Below are records; please give the number of their lines that contain the string "gray", and only that number.

Content starts

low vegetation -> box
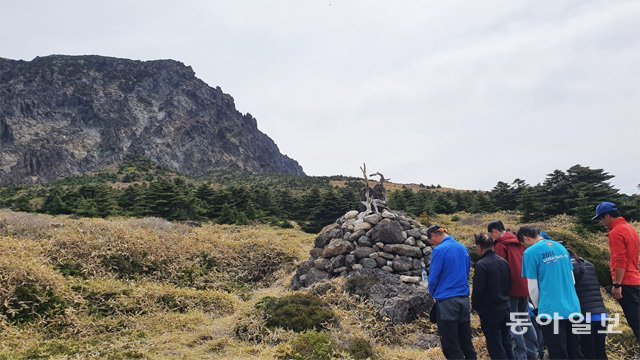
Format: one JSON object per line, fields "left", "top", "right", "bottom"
{"left": 0, "top": 209, "right": 638, "bottom": 359}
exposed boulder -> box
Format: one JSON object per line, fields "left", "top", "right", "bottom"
{"left": 345, "top": 269, "right": 434, "bottom": 324}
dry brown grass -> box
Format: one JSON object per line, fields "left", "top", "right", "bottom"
{"left": 0, "top": 209, "right": 638, "bottom": 359}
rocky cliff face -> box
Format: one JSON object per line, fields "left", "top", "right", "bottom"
{"left": 0, "top": 55, "right": 304, "bottom": 185}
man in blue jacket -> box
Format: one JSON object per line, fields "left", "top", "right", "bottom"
{"left": 428, "top": 225, "right": 477, "bottom": 359}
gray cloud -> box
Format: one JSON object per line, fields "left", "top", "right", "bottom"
{"left": 1, "top": 0, "right": 638, "bottom": 193}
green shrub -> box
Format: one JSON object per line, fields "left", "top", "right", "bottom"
{"left": 451, "top": 215, "right": 460, "bottom": 222}
{"left": 256, "top": 293, "right": 335, "bottom": 332}
{"left": 3, "top": 284, "right": 68, "bottom": 324}
{"left": 290, "top": 331, "right": 334, "bottom": 360}
{"left": 346, "top": 337, "right": 376, "bottom": 359}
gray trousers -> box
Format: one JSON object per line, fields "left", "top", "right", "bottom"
{"left": 509, "top": 297, "right": 539, "bottom": 360}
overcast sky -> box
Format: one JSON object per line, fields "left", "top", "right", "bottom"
{"left": 1, "top": 0, "right": 639, "bottom": 194}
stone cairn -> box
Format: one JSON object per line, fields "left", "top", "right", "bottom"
{"left": 292, "top": 165, "right": 433, "bottom": 290}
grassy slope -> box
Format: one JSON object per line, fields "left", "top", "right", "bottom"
{"left": 0, "top": 210, "right": 637, "bottom": 359}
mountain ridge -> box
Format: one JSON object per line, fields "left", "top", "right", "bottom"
{"left": 0, "top": 54, "right": 304, "bottom": 185}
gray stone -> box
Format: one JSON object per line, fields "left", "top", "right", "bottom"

Content ends

* The answer:
3